* [EXERCISE INSTRUCTIONS]:
Line count for "foliage": state how many lines of the data below include it, and output nothing more.

[Start of section]

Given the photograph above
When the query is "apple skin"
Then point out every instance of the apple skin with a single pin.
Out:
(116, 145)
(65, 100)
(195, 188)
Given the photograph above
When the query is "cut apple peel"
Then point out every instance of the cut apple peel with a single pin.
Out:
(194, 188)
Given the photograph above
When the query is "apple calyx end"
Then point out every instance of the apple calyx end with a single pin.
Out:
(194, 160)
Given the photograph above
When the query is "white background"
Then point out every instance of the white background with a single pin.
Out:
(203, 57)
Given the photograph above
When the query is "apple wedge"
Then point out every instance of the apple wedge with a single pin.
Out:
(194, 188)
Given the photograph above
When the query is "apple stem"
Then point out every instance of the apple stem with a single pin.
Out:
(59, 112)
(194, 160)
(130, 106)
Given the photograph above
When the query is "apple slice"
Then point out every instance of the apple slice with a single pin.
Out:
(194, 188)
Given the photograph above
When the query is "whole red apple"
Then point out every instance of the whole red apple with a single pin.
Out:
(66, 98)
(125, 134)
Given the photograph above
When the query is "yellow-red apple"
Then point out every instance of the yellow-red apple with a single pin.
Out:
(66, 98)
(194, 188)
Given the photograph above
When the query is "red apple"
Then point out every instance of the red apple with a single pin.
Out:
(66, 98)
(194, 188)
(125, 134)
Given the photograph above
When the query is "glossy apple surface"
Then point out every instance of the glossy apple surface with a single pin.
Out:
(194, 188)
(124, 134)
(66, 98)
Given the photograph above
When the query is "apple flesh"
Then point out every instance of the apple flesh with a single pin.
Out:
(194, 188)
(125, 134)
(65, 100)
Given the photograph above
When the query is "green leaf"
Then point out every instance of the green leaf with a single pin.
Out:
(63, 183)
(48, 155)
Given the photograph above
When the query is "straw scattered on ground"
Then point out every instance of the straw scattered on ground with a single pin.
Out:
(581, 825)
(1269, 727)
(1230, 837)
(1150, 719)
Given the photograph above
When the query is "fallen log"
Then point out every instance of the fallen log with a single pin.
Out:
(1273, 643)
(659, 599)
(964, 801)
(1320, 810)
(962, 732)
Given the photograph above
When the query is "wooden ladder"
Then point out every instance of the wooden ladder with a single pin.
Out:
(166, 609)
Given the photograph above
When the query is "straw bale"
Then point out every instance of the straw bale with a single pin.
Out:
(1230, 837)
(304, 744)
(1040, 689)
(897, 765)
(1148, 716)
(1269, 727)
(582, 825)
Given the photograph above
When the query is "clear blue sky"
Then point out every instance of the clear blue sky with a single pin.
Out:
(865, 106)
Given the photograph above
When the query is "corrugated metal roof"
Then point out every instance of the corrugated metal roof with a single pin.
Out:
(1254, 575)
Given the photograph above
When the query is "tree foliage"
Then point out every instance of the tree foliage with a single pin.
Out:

[End of section]

* [TASK ANSWER]:
2